- Excerpt
----

From Chuck Eddy's 1991 Pazz & Jop ballot (favorite album Yvonne Chaka Chaka's Thank You Mr. DJ, favorite single Bananarama's "Long Train Running," favorite EP Pavement's Perfect Sound Forever): "And I'm not a fan or anything, but it really bugs me when people complain about Mariah Carey's 'lack of constraint.' Constraint is what is wrong with most pop singers lately. (And her sense of syncopation's better than Seal's or EMF's, too.)"

From Chuck Eddy's 1992 Pazz & Jop ballot (favorite album Dede Trake's Dede Trake, favorite single Loco Mia's "Loco Mia," favorite EP Mariah Carey's MTV Unplugged EP): "On the most depressed day of my year, one of the most depressed days of my life, the day the hacks at Harmony Books decided they didn't want to publish my second book (Pour 'Sugar Sugar' On Me: A Misguided Tour Through Rock History, which I'd spent a year on), the first record I played to help me cope was Mariah Carey's MTV Unplugged EP. She balanced my lithium somewhat, but mostly she reflected my rage a la '60s punk rock: 'Someday the one you gave away will be the only one you're wishing for/Boy you're gonna pay 'cause I'm the one that's keeping score.'"

Later on the same ballot: "This year, as always, many of my favorite records were made by women. Last year, six of the ten albums and seven of the ten singles I voted for were by women, but I never realized until Poobah Christgau (who voted for one lady's album and no singles!) worried in his P&J essay that pop females aren't getting enough respect. When Ann Powers passed through Philly last Spring I told her she seemed to have an extremely limited definition of 'women' - I asked how come she cites timid noise-skiffle shrinking violets like Barbara Manning and Juliana Hatfield as evidence that women 'haven't vanished from the pop scene,' but none of the recent women-fighting-phallagocentric-rock roundups praise Mariah Carey or Lorrie Morgan or Corina or Amy Grant (none of whom play guitar much, two of whom wear new wave haircuts anyway, and all of whom move plenty of product). If you're just another teacher's pet kissing Babes in Toyland's butts because they 'state their women's rights stance firmly and clearly,' exactly what 'paradigms' are you smashing? (Seems to me the only clear thing about Babes in Toyland is that they try too hard like any dumb boy band. You want feminist firmness and clarity, try Judy Torres selling her baptized soul to the devil to escape domestic abuse in "My Soul.")...

"I will now hereby demonstrate to Evelyn McDonnell that I am as humble as any rock critic without a penis: 'ALL THESE COMMENTS ARE ONLY MY OPINION. PLEASE DON'T THINK I'M TRYING TO PASS MYSELF OFF AS A MUSIC EXPERT.' Did I pass the audition?"

Frank Kogan, Monday, 23 July 2001 00:00 (twenty-four years ago)

Worth perhaps pointing out that I talked about "the Eddy tradition whereby pop is good because it pleases people" i.e. because they like it - I never mentioned the quantity of people it pleased, because that's irrelevant. Meanwhile, everyone on this board gets their worldviews reduced to a soundbite all the time - it's reductionist and silly but it's generally just a way of flagging the soundbite rather than a comment on the critic or their viewpoints.

----

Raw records

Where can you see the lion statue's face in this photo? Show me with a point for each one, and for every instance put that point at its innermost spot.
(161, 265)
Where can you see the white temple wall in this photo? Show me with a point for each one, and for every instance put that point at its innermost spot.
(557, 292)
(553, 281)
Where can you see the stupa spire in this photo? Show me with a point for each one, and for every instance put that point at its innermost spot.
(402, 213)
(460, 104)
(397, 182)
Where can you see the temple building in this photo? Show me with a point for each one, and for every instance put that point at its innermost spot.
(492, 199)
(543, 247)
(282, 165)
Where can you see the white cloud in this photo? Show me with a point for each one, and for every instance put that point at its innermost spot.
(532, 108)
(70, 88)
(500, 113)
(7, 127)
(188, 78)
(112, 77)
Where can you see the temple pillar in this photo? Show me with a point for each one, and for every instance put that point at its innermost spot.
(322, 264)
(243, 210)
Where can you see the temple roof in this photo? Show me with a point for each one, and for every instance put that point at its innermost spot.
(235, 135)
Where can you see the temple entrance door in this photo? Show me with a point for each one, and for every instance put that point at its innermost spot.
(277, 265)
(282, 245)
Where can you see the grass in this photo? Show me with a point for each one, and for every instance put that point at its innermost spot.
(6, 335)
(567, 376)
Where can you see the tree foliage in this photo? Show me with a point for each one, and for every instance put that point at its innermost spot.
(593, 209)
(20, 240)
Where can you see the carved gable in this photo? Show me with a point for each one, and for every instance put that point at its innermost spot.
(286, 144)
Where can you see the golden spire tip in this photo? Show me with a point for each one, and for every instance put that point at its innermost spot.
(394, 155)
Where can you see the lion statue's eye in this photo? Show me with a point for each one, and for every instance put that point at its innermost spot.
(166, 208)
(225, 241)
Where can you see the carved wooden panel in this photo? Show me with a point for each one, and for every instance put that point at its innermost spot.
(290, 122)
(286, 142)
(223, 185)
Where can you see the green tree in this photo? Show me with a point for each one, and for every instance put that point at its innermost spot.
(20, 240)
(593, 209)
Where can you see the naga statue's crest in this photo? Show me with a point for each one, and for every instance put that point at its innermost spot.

----

- Exercise instructions
1 – Answer these from the Pazz & Jop ballot excerpt:
(a) What was the favorite single on the 1991 ballot?
(b) Which record was the first one played after Harmony Books decided not to publish the second book?
(c) On the previous year's ballot, how many of the ten albums voted for were by women?
2 – Extend the Pazz & Jop ballot excerpt, picking up after its final sentence.

- Answers to the exercises
1 –
(a) Bananarama's "Long Train Running"
(b) Mariah Carey's MTV Unplugged EP
(c) Six

2 –
Tom, Friday, 27 July 2001 00:00 (twenty-four years ago)

Hey - thread idea: everyone has to put another poster's worldview into a soundbite.

the pinefox, Friday, 27 July 2001 00:00 (twenty-four years ago)

Pop should give you a glorious indefinable rush, and move you. Whether it moves your ass, heart, guts, feet, brane, or bowels is irrelevant.

Nick Southall, Friday, 27 July 2001 00:00 (twenty-four years ago)

Nick, I kind of agree with you, and certainly most of the pop I love the most does give me a glorious rush etc.

I'm stuck with the nagging doubt that pop can do other things too, though, and to pin it down to a glorious rush may be rather limiting.

On the other hand, if you're saying we should define pop as anything which gives us a glorious rush, and that we should Use Other Words Please for the other stuff (the effects-other-than-glorious-rush stuff) then I'm very much in sympathy with you.

Tim, Friday, 27 July 2001 00:00 (twenty-four years ago)

fourteen years pass...

I heard that ILM hates pop music now. Is it true?

ejemplo (crüt), Monday, 16 May 2016 17:26 (nine years ago)

Queen Bey heralded its death with Lemonade, the first installment of her Ring Cycle-esque quartet. We merely follow her decrees.

JWoww Gilberto (man alive), Monday, 16 May 2016 17:32 (nine years ago)

Lemonade is not a pop album because i finally tried to listen to it on Youtube and it wasn't on Youtube.

scott seward, Monday, 16 May 2016 17:47 (nine years ago)

re lemonade: if you don't mind british radio djs interjecting after every few songs with their thoughts, it starts at about the 1:02:00 mark. no commercials, at least.

http://www.bbc.co.uk/programmes/b0784yjc

dc, Monday, 16 May 2016 18:19 (nine years ago)

In Britain, "lemonade" refers a carbonated lemon-lime beverage, something like Sprite; but carbonated beverages are known as fizzy drinks. In America, lemonade refers to an uncarbonated sweetened lemon drink, but carbonated sweetened beverages (like Sprite) are generically referred to as "pop." Ergo, lemonade both is and is not pop.

A nationally known air show announcer/personality (tipsy mothra), Monday, 16 May 2016 18:59 (nine years ago)

carbonated beverages are known as fizzy drinks

Even more confusingly they're known as ginger in Scotland.

Larry 'Leg' Smith (Tom D.), Monday, 16 May 2016 19:07 (nine years ago)

xp: Schroedinger's soft drink

i like to trump and i am crazy (DJP), Monday, 16 May 2016 19:08 (nine years ago)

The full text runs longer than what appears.